■ Text
Departure Song said:


> http://finance.yahoo.com/career-work/article/106964/Japan-Pays-Foreign-Workers-to-Go-Home


Stay classy, Japan. Rejecting blue-collar workers is the first step in wiping your country off the map. Who else is going to work in those factories? Perhaps my country should stop trading with you, since foreigners and working-class scum are too repulsive for you? Besides, why have them leave, when you can tax them instead?



Number 100 said:


> and then we bombed them back.
> now we're even.


----------



## Abwayax (May 14, 2009)

Doctor Jimmy said:


> Perhaps my country should stop trading with you


not gonna happen, our TV networks need to import all the cartoons they can because it's too expensive to produce new ones


----------



## jibaku (May 14, 2009)

Well, if Japan wants to be douchebags to the rest of the world, they almost have a right to do so.  Where does a majority of our entertainment come from?  Not from the US, that's for sure.  Japan made their own image warped to the rest of the world.  Now there are people going there, expecting it to be all anime and sunshine, when it's _not_.  It's a country.  It has problems and shortfalls just like any other country.  It's similar to how when people go to Paris, they expect a magical place of fashion and cafés, but it's not.  It's just a city.  It's got pollution, crime and anything you'd expect from any city.  
I think people don't know _why_ they adore Japan.  They also don't know why they hate France.Maybe if people stopped trying to view countries of the world with a sugarcoated lens that blocks out anything that could possibly be wrong, there wouldn't such a rift on what country is liked and which country is disliked.  They're just countries.  There's good in them, and there's bad also.


----------



## Abwayax (May 14, 2009)

■ Entries from a pointing dataset
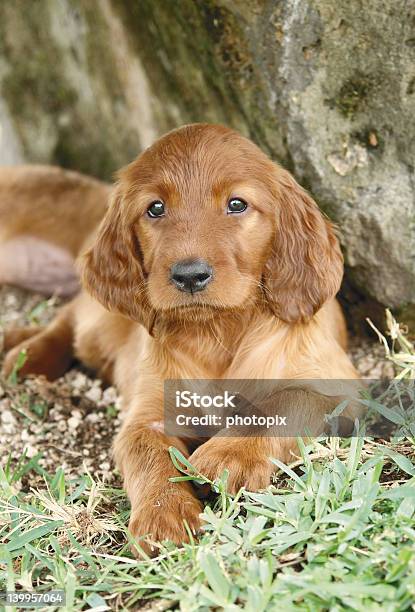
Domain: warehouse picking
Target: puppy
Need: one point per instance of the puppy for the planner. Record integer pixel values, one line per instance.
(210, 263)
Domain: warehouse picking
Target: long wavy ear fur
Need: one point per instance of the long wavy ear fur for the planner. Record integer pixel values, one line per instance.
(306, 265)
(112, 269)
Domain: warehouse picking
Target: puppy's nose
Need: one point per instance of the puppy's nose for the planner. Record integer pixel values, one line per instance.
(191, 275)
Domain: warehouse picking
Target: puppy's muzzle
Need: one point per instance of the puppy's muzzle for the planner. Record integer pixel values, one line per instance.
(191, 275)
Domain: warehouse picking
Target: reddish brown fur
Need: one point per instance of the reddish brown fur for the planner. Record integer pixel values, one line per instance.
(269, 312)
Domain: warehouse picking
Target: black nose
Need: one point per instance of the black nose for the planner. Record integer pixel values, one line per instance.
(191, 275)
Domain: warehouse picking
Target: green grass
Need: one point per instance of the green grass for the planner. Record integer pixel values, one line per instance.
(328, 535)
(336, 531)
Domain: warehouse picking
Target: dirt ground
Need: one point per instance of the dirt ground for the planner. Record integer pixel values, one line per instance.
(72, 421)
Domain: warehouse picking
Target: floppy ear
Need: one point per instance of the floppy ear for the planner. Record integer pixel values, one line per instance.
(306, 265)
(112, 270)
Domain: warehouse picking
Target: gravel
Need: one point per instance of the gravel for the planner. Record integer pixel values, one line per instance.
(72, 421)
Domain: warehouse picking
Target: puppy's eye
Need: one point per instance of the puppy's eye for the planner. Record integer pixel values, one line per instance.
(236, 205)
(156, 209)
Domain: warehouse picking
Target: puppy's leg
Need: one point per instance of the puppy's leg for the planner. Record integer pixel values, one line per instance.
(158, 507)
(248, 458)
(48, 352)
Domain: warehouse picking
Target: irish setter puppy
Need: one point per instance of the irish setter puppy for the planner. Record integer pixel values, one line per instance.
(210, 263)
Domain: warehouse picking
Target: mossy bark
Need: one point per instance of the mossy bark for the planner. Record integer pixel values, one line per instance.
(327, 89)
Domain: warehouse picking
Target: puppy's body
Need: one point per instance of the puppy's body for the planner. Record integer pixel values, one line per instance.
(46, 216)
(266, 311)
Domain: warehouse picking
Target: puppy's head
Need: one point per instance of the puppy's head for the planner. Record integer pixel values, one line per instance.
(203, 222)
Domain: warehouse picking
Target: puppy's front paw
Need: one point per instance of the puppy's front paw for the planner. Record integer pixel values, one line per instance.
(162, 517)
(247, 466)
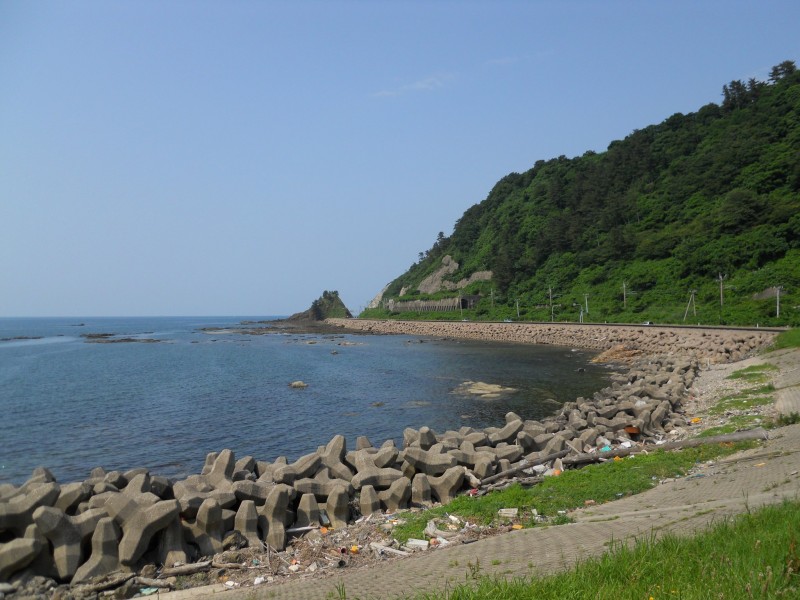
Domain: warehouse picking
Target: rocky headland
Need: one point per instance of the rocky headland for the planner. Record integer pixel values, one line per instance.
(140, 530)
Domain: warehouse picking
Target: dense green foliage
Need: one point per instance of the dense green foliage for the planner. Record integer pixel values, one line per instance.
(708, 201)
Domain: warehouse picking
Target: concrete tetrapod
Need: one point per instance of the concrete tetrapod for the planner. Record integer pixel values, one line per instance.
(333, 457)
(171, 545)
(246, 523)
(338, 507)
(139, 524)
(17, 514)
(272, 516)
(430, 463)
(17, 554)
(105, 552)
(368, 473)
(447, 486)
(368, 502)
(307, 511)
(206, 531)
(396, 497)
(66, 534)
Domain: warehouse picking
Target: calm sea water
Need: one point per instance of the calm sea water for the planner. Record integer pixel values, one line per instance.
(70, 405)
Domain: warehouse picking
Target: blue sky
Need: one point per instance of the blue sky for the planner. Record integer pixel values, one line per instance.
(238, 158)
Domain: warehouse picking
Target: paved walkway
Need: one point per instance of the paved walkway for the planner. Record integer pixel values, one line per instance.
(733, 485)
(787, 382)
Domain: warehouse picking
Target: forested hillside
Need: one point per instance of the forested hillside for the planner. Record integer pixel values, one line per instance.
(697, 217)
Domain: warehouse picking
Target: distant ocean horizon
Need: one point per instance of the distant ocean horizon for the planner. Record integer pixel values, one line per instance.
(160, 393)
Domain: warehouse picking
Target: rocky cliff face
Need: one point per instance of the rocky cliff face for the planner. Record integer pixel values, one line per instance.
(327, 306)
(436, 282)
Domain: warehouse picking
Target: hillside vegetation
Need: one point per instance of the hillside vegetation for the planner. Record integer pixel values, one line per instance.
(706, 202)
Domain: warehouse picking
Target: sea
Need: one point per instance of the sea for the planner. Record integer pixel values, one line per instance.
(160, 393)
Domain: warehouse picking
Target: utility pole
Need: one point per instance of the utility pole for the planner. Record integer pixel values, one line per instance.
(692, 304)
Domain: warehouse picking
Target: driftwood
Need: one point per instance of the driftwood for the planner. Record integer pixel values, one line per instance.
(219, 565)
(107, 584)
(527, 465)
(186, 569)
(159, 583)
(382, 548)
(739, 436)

■ Given problem A
List every username that appears in the forum thread about Japan, giving each one only once.
■ Given problem B
Answer these questions from the forum thread about Japan:
(i) Why does Abwayax say TV networks need to import cartoons?
(ii) Which city does jibaku compare with Japan?
(iii) What date is shown beside the posts?

■ Correct result A
Departure Song
Number 100
Abwayax
Doctor Jimmy
jibaku

■ Correct result B
(i) Producing new ones is too expensive.
(ii) Paris
(iii) May 14, 2009